-- REQUEST --
Locate each line in the rows below that contains the word "lamp" and copy those lines out in full.

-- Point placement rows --
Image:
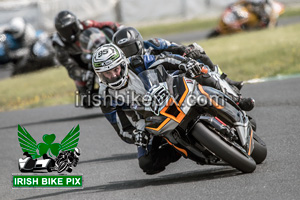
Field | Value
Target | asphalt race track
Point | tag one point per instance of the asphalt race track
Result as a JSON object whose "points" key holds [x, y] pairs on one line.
{"points": [[110, 169]]}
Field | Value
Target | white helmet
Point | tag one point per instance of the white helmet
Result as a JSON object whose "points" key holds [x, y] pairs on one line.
{"points": [[107, 58], [17, 27]]}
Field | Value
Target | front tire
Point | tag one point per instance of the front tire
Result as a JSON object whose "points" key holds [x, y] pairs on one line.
{"points": [[222, 149], [259, 152]]}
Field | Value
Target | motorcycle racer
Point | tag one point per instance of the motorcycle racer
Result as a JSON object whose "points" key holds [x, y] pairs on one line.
{"points": [[68, 51], [263, 9], [24, 35], [118, 76]]}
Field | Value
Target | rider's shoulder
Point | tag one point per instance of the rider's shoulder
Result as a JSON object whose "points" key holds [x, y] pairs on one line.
{"points": [[56, 40]]}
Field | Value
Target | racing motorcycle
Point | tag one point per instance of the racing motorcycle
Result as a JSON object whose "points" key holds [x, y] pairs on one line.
{"points": [[40, 54], [210, 130], [237, 18], [66, 160]]}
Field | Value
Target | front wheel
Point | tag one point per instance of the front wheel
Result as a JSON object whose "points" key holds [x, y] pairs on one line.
{"points": [[259, 152], [223, 150]]}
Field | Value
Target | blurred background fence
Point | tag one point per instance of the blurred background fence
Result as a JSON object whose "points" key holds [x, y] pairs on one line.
{"points": [[41, 13]]}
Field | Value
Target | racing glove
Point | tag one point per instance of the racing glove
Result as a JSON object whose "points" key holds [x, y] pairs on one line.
{"points": [[193, 68], [194, 51], [141, 138], [156, 98]]}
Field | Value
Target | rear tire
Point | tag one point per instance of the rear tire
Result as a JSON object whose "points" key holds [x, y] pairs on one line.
{"points": [[259, 152], [223, 150]]}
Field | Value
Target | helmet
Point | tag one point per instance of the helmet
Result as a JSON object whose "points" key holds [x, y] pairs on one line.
{"points": [[130, 41], [68, 26], [17, 27], [111, 66], [90, 39]]}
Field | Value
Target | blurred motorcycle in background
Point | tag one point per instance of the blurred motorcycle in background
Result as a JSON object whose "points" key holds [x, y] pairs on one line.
{"points": [[238, 17], [38, 55]]}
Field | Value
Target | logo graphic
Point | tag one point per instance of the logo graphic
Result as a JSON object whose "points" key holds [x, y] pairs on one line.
{"points": [[55, 156], [52, 156], [28, 144]]}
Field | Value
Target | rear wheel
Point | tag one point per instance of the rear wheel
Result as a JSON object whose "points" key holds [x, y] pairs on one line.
{"points": [[222, 149]]}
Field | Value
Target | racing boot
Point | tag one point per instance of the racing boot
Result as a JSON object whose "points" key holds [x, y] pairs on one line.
{"points": [[246, 104]]}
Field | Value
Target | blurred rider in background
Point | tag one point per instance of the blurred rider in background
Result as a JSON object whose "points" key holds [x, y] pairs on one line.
{"points": [[24, 35], [67, 46], [263, 9]]}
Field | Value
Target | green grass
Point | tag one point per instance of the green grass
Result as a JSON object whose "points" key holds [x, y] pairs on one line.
{"points": [[257, 54], [43, 88], [291, 11], [242, 56], [195, 24]]}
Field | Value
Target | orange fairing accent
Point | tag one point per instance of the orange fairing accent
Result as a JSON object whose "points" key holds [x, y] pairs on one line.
{"points": [[207, 95], [161, 125], [251, 136], [179, 117], [179, 149], [181, 114], [184, 94]]}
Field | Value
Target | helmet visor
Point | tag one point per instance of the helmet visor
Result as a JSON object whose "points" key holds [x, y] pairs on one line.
{"points": [[130, 50], [70, 31], [112, 76]]}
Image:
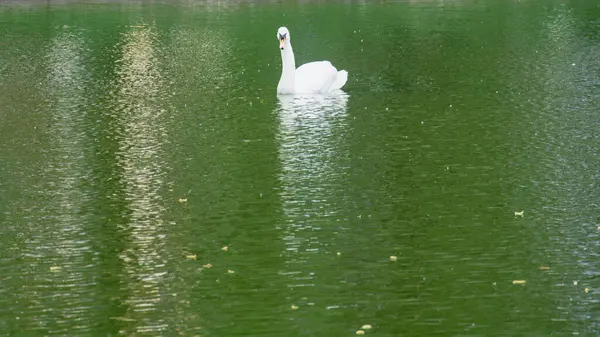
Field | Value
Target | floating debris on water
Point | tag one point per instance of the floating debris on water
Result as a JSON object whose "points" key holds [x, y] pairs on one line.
{"points": [[122, 319]]}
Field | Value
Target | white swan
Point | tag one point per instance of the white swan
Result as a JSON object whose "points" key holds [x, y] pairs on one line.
{"points": [[310, 78]]}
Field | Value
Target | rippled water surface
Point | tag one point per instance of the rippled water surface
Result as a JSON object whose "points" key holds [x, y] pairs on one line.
{"points": [[153, 184]]}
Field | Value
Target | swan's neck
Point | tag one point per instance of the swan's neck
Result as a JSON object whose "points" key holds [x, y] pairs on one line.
{"points": [[288, 71]]}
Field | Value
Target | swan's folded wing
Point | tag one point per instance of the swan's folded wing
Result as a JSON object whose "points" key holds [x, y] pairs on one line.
{"points": [[315, 77]]}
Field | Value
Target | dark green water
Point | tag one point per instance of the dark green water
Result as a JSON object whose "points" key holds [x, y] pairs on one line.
{"points": [[456, 116]]}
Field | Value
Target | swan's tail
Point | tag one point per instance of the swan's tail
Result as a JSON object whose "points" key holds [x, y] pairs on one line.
{"points": [[340, 80]]}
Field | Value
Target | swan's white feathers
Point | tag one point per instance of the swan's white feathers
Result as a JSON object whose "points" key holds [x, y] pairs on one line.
{"points": [[310, 78], [315, 77]]}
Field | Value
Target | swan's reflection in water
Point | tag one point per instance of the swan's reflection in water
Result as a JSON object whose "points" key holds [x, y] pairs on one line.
{"points": [[312, 133], [139, 117]]}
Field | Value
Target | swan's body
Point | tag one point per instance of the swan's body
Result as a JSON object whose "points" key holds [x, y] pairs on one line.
{"points": [[310, 78]]}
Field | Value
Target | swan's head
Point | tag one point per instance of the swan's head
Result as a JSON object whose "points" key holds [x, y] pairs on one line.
{"points": [[283, 35]]}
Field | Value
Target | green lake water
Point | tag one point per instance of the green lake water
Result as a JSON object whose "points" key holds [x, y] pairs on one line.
{"points": [[139, 139]]}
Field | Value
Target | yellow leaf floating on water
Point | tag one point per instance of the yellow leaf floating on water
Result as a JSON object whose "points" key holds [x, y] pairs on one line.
{"points": [[123, 319]]}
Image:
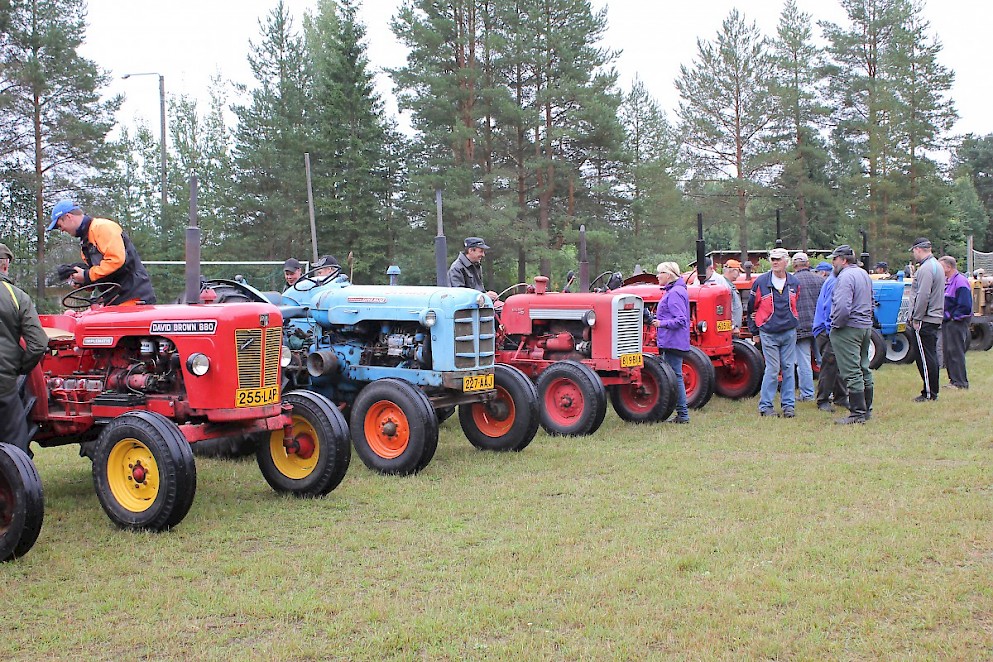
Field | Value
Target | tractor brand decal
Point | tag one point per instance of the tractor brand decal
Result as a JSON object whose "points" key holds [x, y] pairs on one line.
{"points": [[366, 299], [184, 327]]}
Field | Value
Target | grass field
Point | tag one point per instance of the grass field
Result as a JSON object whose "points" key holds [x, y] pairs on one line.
{"points": [[732, 537]]}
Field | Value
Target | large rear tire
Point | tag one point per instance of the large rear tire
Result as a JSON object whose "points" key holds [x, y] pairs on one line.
{"points": [[508, 422], [573, 399], [22, 503], [394, 428], [698, 377], [143, 472], [877, 350], [651, 402], [314, 461], [743, 378]]}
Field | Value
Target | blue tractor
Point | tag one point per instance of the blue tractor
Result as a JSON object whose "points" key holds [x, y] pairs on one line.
{"points": [[397, 359]]}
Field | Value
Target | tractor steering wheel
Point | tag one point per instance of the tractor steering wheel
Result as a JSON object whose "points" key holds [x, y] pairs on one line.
{"points": [[75, 300]]}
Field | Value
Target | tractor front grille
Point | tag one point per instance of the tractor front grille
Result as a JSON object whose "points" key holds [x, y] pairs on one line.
{"points": [[258, 356], [627, 339], [475, 338]]}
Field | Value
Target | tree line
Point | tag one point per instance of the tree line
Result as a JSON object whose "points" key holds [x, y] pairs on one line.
{"points": [[519, 120]]}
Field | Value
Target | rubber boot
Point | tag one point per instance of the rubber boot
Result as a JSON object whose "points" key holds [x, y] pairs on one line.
{"points": [[856, 409]]}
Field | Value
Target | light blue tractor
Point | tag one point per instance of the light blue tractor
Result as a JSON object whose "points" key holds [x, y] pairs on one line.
{"points": [[398, 358]]}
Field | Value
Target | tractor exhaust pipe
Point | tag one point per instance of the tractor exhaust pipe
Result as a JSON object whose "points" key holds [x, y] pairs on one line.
{"points": [[192, 294]]}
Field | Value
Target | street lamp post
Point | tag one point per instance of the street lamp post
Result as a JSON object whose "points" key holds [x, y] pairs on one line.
{"points": [[162, 129]]}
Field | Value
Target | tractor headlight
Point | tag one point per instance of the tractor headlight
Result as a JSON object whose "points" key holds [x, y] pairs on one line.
{"points": [[198, 364]]}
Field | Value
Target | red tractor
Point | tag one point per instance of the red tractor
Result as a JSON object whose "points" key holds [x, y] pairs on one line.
{"points": [[579, 347]]}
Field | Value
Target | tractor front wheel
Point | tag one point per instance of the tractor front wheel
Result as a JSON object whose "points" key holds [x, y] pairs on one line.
{"points": [[651, 402], [22, 504], [509, 421], [314, 460], [143, 472], [573, 399], [394, 428]]}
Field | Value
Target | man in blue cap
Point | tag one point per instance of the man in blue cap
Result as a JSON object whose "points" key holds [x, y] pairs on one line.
{"points": [[110, 256], [467, 270]]}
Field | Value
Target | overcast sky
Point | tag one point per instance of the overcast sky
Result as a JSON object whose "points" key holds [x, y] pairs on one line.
{"points": [[190, 41]]}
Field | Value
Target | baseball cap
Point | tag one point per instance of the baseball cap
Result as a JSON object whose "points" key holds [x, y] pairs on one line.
{"points": [[475, 242], [61, 207]]}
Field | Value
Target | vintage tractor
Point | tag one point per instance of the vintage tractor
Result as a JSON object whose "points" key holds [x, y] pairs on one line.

-- ANSWER TO THIS EXERCISE --
Target | street lamp post
Point | tag one point per instance of the street lamp post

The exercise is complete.